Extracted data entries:
__________

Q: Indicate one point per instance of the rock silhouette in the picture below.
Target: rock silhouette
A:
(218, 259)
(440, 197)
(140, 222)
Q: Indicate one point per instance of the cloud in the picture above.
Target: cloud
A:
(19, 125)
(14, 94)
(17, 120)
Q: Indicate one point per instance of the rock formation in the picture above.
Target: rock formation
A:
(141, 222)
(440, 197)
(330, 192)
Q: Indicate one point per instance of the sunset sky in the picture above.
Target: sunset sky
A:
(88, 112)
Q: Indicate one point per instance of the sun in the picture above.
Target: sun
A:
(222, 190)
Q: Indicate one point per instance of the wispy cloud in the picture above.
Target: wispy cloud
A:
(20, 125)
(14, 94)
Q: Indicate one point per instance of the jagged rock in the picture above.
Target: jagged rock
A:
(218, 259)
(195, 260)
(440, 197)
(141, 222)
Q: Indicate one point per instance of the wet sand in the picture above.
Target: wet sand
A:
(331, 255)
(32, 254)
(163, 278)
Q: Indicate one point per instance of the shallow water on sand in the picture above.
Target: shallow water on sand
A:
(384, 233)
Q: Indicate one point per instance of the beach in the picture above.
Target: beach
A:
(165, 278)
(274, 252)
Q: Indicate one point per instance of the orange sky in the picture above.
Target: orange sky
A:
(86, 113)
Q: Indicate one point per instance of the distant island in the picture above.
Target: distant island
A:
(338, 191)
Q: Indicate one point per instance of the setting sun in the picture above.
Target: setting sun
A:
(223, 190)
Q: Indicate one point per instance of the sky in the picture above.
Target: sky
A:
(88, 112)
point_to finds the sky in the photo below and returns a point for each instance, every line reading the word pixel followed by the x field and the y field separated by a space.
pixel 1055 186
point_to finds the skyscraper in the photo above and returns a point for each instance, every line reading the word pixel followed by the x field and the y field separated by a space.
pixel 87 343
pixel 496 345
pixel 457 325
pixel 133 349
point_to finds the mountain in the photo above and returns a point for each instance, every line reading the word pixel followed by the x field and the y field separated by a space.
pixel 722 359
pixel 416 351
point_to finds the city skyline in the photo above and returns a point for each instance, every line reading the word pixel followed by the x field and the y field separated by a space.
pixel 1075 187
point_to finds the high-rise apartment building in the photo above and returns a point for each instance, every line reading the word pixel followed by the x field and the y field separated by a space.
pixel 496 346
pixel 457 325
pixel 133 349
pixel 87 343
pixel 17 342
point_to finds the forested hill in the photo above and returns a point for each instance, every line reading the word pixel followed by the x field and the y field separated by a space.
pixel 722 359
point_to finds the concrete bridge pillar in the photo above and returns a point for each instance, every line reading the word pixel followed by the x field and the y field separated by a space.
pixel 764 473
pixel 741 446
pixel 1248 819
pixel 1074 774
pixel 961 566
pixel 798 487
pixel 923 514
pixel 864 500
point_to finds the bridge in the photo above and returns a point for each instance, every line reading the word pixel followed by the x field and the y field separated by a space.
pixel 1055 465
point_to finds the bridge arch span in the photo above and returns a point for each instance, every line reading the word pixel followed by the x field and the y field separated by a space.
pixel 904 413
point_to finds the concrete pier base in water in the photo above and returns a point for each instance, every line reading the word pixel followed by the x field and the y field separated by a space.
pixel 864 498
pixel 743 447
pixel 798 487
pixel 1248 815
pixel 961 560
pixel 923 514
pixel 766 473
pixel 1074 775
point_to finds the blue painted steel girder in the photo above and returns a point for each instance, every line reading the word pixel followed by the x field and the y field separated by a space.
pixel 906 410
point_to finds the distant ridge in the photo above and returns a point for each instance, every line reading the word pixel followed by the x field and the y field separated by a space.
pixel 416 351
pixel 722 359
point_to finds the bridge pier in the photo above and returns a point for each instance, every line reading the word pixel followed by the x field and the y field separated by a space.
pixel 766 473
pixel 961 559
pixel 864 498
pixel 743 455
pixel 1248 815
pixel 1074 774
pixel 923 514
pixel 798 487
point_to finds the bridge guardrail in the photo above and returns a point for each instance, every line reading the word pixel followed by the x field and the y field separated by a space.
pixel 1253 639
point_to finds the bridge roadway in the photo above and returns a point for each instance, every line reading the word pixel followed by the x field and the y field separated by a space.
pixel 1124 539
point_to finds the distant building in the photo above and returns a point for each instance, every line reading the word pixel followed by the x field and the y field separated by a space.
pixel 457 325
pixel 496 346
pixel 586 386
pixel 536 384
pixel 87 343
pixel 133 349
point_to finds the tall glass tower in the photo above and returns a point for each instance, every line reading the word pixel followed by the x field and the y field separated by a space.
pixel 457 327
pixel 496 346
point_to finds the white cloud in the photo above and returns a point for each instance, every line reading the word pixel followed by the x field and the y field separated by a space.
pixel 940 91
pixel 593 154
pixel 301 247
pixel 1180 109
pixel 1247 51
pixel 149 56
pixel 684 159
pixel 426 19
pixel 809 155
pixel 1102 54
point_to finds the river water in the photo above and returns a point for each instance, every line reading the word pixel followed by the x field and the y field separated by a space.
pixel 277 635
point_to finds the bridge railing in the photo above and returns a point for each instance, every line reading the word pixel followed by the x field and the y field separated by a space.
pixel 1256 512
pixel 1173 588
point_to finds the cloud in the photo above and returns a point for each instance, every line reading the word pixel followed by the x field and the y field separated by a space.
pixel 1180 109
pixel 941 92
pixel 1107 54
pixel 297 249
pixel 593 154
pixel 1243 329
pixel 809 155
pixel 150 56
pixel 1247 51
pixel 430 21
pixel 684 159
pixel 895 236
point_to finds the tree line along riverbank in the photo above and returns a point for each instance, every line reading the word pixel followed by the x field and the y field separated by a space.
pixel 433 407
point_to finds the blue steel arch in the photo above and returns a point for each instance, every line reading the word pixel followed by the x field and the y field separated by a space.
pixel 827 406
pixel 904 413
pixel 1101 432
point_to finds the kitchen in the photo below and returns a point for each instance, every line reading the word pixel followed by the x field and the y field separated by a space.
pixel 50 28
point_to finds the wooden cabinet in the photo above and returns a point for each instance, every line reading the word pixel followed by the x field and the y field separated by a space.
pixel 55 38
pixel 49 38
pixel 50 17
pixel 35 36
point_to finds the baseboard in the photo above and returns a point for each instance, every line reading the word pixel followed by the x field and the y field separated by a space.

__________

**ACTIVITY:** The records above are to be set down again exactly as written.

**OUTPUT OF THE TASK:**
Q: Indicate one point per instance of the rock silhouette in the picture below.
Target: rock silhouette
A:
(218, 259)
(440, 197)
(140, 222)
Q: Indicate one point per instance of the cloud in the picture above.
Target: cloud
A:
(19, 125)
(14, 94)
(17, 120)
Q: Indicate one point per instance of the rock formation in the picture above.
Target: rock formation
A:
(141, 222)
(440, 197)
(330, 192)
Q: Indicate one point per instance of the sunset sky in the picture above.
Target: sunset sky
A:
(88, 112)
Q: Indicate one point per instance of the sun in the picture above.
Target: sun
A:
(222, 190)
Q: Indicate one point per instance of the wispy cloud in the picture above.
Target: wispy cloud
A:
(20, 125)
(14, 94)
Q: Indicate one point per instance of the jagged rock in the picture above.
Target: jagged rock
A:
(218, 259)
(195, 260)
(440, 197)
(141, 222)
Q: Indicate one point per instance of the wet sand in the picture above.
Target: wet sand
A:
(331, 255)
(32, 254)
(163, 278)
Q: Indicate one point per instance of the shallow water on sand in the picture above.
Target: shallow water on sand
A:
(384, 233)
Q: Indicate one point per instance of the beach in the picture above.
Target: beach
A:
(165, 278)
(274, 252)
Q: Indicate one point per instance of the orange sky in the picture above.
Target: orange sky
A:
(86, 113)
Q: Indicate one point per instance of the distant island in the picture above.
Target: distant island
A:
(338, 191)
Q: Indicate one point per instance of the setting sun in the picture above.
Target: setting sun
A:
(223, 190)
Q: Indicate one point per instance of the sky in the picture above.
Target: sky
A:
(88, 112)
point_to finds the sky in the photo below and returns a point for each instance, every line reading the word pixel followed by the x field and the y field separated by a space.
pixel 1055 186
point_to finds the skyscraper in the photo above and returns a point for each instance, every line reading the word pixel followed by the x field and the y field separated by a space.
pixel 87 343
pixel 496 345
pixel 457 325
pixel 133 349
point_to finds the mountain in the photo above and returns a point for each instance, every line reading the word pixel followed by the x field and the y field separated by a space.
pixel 722 359
pixel 416 351
point_to finds the city skyline in the photo above and returns a point for each instance, every line reading the word pixel followed by the x field and the y field separated by a space.
pixel 1075 187
point_to finds the high-rise apartment building in the photo above and returns a point for each instance, every line reading the word pixel followed by the x field and the y field separated by a space.
pixel 496 346
pixel 457 325
pixel 133 349
pixel 87 343
pixel 17 342
point_to finds the forested hill in the photo above and returns a point for each instance, every line reading the word pixel followed by the x field and the y field separated by a space.
pixel 722 359
point_to finds the concrete bridge pillar in the photo above and returns a point for each instance, every line reading the word pixel followed by the x field and the y field separated by a space.
pixel 764 473
pixel 741 446
pixel 1248 819
pixel 1074 774
pixel 961 566
pixel 798 487
pixel 923 514
pixel 864 500
point_to finds the bridge in the photo above and returns a point for each instance, every line reading the word pixel followed by the x field and the y field separated by a space.
pixel 1055 465
point_to finds the bridge arch span in the photo above and returns a point for each instance, every line reading the word pixel followed by the x field and the y field separated by a space.
pixel 904 413
point_to finds the concrete pier base in water in the photo above and returns a point for each instance, every line reading the word pixel followed by the x field and the y field separated by a space.
pixel 864 498
pixel 743 447
pixel 798 487
pixel 1248 815
pixel 961 560
pixel 923 514
pixel 766 473
pixel 1074 775
point_to finds the blue painted steel girder in the photo above and returns a point for each instance, every line reading the word pixel followed by the x field and the y field separated by a space.
pixel 906 410
point_to finds the distant ridge in the photo above and returns a point for each instance, every line reading the word pixel followed by the x field and the y field separated by a space.
pixel 416 351
pixel 722 359
point_to finds the bridge pier in the photo above and returns a point for each instance, every line reading the word pixel followed by the x field and the y field separated by a space.
pixel 766 473
pixel 961 559
pixel 864 498
pixel 743 455
pixel 1248 815
pixel 1074 774
pixel 923 514
pixel 798 487
point_to finds the bridge guardrail in the photo above and returns a point for each instance, every line reading the word pixel followed by the x field and the y field separated by a space.
pixel 1253 639
point_to finds the bridge roadway in the photo above and returns a point for each instance, every line reading the word pixel followed by the x field and the y field separated by a space.
pixel 1124 539
point_to finds the distant building in the photo above and returns a point for each instance, every line reading the word pixel followed by the x field and the y field separated by a space.
pixel 457 325
pixel 496 346
pixel 586 386
pixel 536 384
pixel 87 343
pixel 133 349
point_to finds the tall glass tower in the photo above and returns a point for each instance, every line reading the word pixel followed by the x field and the y field separated by a space.
pixel 457 327
pixel 496 346
point_to finds the white cloud in the photo above and returns a point for each instance, every line reading the word pixel followed by the x field and the y field separated by a space.
pixel 940 91
pixel 593 154
pixel 301 247
pixel 1180 109
pixel 1247 51
pixel 149 56
pixel 684 159
pixel 426 19
pixel 809 155
pixel 1102 54
point_to finds the river water in the photo above and returns a point for each instance, every line reading the word pixel followed by the x field and the y field separated by a space.
pixel 277 635
point_to finds the bridge railing in the photo above and returns a point for each instance, every line reading the word pixel followed by the x field and the y field separated by a space.
pixel 1256 512
pixel 1173 588
point_to finds the cloud in the photo above and returns a point for each instance, every line reading the word pixel followed by the x field and the y field separated by a space.
pixel 1180 109
pixel 941 92
pixel 1107 54
pixel 297 249
pixel 593 154
pixel 1243 329
pixel 809 155
pixel 150 56
pixel 1247 51
pixel 430 21
pixel 684 159
pixel 895 236
point_to finds the tree line along riverbank in the photo above and returns a point for each instance, every line reading the word pixel followed by the x field and the y field separated by a space.
pixel 433 407
point_to finds the blue steel arch in the photo above and returns a point for each instance, every line reading the word pixel followed by the x field and the y field separated by a space.
pixel 827 406
pixel 904 413
pixel 1101 432
point_to finds the kitchen in the photo below and returns a point for each instance, every line reading the word pixel followed by the x field and the y field separated by a space.
pixel 50 28
point_to finds the wooden cabinet in the photo above and returns a point for each instance, every line reading the word pixel followed by the x field and the y field separated by a space.
pixel 55 38
pixel 49 38
pixel 50 17
pixel 35 36
point_to finds the baseboard in the photo above and returns a point for each instance, every line reading the word pixel followed by the x field and the y field separated by a space.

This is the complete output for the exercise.